▸ Task item: For the essay below about cursive and a whiskey in a plastic cup, decide whether each statement agrees with it: (a) Members of the B-Pen Club could write their assignments in ballpoint pen instead of pencil. (b) The server eventually brought the whiskey in a glass. (c) Cursive was introduced in second grade. Give yes or no for each, with the deciding words from the essay quoted verbatim.
Passage shown section start
High Bar
I knew how to write before I knew how to read. To impress my parents, I would write long “sentences” consisting entirely of random letters. By the time I learned that the letters were supposed to spell actual words, my printing was as good as anyone’s. But then, in third grade, came cursive.
I hated cursive. I hated the way the letters looked. I hated that I had to hold the paper on a slant. I hated that I had to finish an entire word before going back to dot the i’s and cross the t’s, instead of completing one letter at a time.
Mostly, I hated that I was terrible at cursive. It was the first thing in school I’d ever been bad at. My handwriting was supposed to improve with practice, but it never did. No matter how brilliant my prose was, it persisted in looking ugly on the page.
My fifth-grade teacher was a stickler for good handwriting. He announced at the beginning of the school year that as soon as each student’s cursive reached a certain level of proficiency, that student would get to join the B-Pen Club. Being a member of the club meant that you could write your assignments in ballpoint pen — like a grownup! — instead of pencil. But by the end of the year, I was the only member of the class who had not been admitted to the B-Pen Club. I had to resign myself to the shame of writing in pencil forever.
“Forever” lasted until the first week of seventh grade, when I handed in an essay to my social-studies teacher. “You’re in junior high school,” she said, horrified. “You can’t be writing in pencil! We write in pen here.”
So I started writing in pen, but doing so always felt illicit to me. I had no right to be using a pen, because I’d never earned membership in the B-Pen Club. It never occurred to me that the B-Pen Club was just something that my fifth-grade teacher had made up, and that no other teacher would be aware of its existence. It wasn’t until I was midway through high school that I realized that nobody even cared about what kind of writing we used anymore. I cautiously tried turning in a couple of assignments using printing rather than cursive, and no teacher said a word. I felt like I had broken out of prison without any of the guards noticing.
I wonder in how many ways we continue to confine ourselves to prison cells long after the prison has ceased to exist.
I remember spending the night of my fiftieth birthday in a hotel bar in Sacramento, listening to a world-class ragtime pianist. Knowing that music — particularly ragtime music — is always better with alcohol, I ordered a Maker’s Mark, neat. (This hotel didn’t have much of a whiskey selection.) When the server brought the drink to my table, I was dismayed to see that it was in a plastic cup.
“Can I get this in a glass?” I asked.
“No,” said the server. “At this hour we only serve in plastic.”
Understand that I grew up in New York, where people express themselves loudly when a service that they’re paying for is not to their satisfaction. I was always embarrassed when a parent or relative raised a stink in a store or restaurant, and as a result, I have always done the opposite: I present myself as tolerant, understanding, and reluctant to make a fuss. (One of the reasons I moved to California is that the culture here discourages east-coast-style confrontations.) But really — whiskey in a plastic cup?
It occurred to me that I was now fifty, and perhaps had the right to be a pain in the ass once in a while.
“I don’t care what you do at this hour,” I said to the server. “I want my drink in a real glass.”
The server quickly took my cup of whiskey back to the bar. The best way to describe how I felt at that moment is liberated — no longer a prisoner of my lifelong self-conception.
I hope it doesn’t ruin the story when I add that the server returned with the same plastic cup, and told me that there really were no glasses available. But at that point, it didn’t matter, because I knew that my inner New Yorker would be there when I needed him.
I hate cursive too! I’m so happy that my son Murray (whose handwriting is as bad as mine) has never been subjected to cursive. He can’t even read it. And my printing is so bad that I learned to touch type when I was 10.
Once more, I’m struck by the casual cruelty of the adults in your life and the long term impacts.
Uncovering limiting beliefs is so liberating. While I’m sad that you didn’t get to drink whiskey out of a real glass on your 50th birthday, it’s perfect that you didn’t. The whole point was that you asserted your new identity as someone who asks for what’s important to you even if others feel uncomfortable.
As you know, I just turned 50 and I’ve uncovered so many limiting beliefs recently. One just this week. I discovered I had a contract with myself that I could only be happy if I finished everything on my to do list. Yikes! Imagine how much unnecessary misery that was resulting in throughout the day. I changed it to: My joy and happiness are rooted in having a sense of Self, Source, and Community. Last month I uncovered another big one – Having limits means I’m bad. That one’s changed now to Having limits makes me human.
Passage shown section end
Information given section start
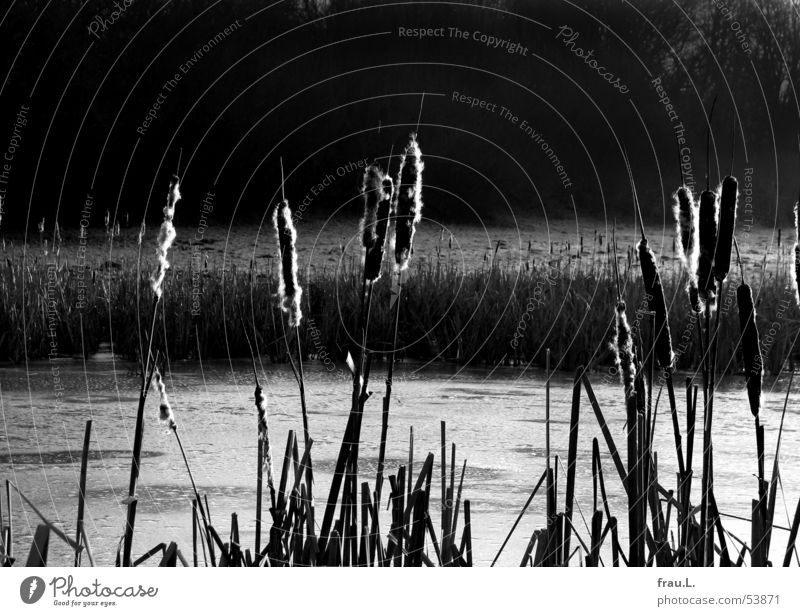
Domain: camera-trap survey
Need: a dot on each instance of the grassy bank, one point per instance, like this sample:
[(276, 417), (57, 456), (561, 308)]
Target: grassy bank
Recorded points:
[(495, 314)]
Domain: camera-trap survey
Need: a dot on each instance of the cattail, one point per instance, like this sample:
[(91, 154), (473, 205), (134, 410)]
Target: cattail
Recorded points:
[(263, 434), (166, 235), (165, 413), (685, 211), (409, 202), (656, 303), (694, 296), (622, 345), (289, 290), (709, 216), (796, 277), (751, 347), (729, 196), (371, 190), (374, 257)]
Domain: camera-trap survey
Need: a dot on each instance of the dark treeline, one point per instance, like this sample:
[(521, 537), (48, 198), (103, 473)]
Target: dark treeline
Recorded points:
[(91, 105)]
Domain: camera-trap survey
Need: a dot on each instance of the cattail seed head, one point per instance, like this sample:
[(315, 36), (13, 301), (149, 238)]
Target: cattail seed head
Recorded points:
[(796, 273), (263, 434), (371, 191), (374, 256), (409, 202), (656, 302), (289, 290), (622, 345), (166, 235), (685, 212), (708, 219), (165, 414), (751, 347), (692, 291), (729, 197)]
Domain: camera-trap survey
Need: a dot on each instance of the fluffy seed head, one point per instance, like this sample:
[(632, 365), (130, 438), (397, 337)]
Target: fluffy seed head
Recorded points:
[(685, 211), (709, 217), (374, 257), (289, 290), (165, 414), (371, 190), (729, 197), (656, 302), (622, 345), (751, 347), (796, 273), (409, 202), (166, 235)]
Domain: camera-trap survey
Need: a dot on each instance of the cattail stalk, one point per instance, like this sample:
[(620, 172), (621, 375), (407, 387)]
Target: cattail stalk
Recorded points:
[(656, 302), (622, 345), (409, 202), (374, 257), (729, 197), (685, 212), (289, 290), (708, 219), (751, 347), (796, 273), (166, 237)]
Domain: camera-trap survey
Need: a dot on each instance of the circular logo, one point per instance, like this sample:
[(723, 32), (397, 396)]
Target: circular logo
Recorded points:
[(31, 589)]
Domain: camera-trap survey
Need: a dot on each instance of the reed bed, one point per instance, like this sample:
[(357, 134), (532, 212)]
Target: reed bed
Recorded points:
[(433, 309), (494, 315)]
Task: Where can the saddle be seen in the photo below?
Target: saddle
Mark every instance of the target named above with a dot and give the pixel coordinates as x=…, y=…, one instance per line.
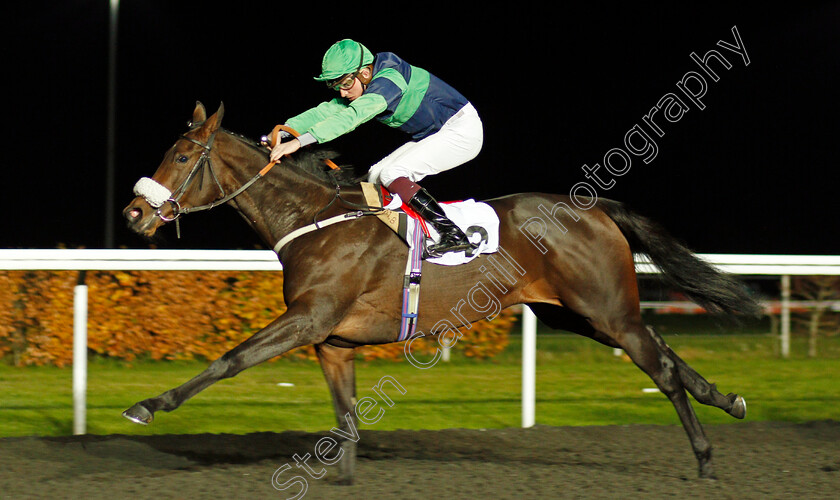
x=478, y=221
Information given section end
▸ Answer to this exercise:
(a) Yes: "Being a member of the club meant that you could write your assignments in ballpoint pen — like a grownup! — instead of pencil."
(b) No: "the server returned with the same plastic cup, and told me that there really were no glasses available."
(c) No: "But then, in third grade, came cursive."